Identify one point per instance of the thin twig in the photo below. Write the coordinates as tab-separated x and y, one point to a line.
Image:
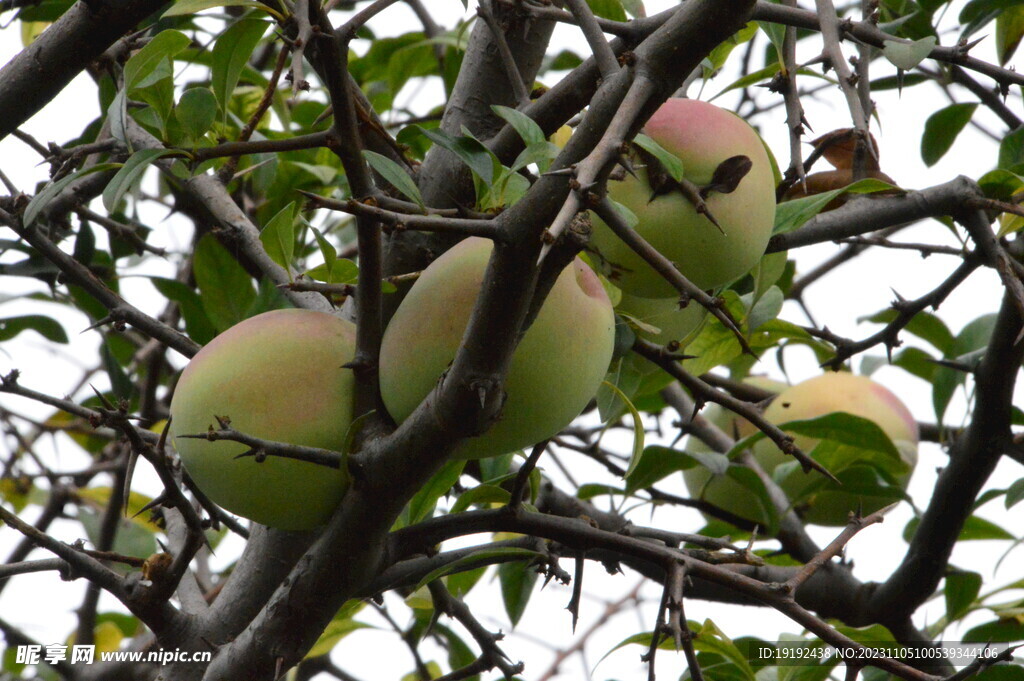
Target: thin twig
511	69
606	61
* * * * * * * * *
- [WORK REQUIRED] Rewrite the lines above, putting "dry branch" wherever "thin twig" appears and keeping everything else the same. Leave out the pictures.

- [PROBLEM SOLUTION]
Identify one point per instance of the dry branch in the photo below. Write the coordinates as tab-separated x and y, one point to a line.
Image:
Target: dry branch
511	69
606	61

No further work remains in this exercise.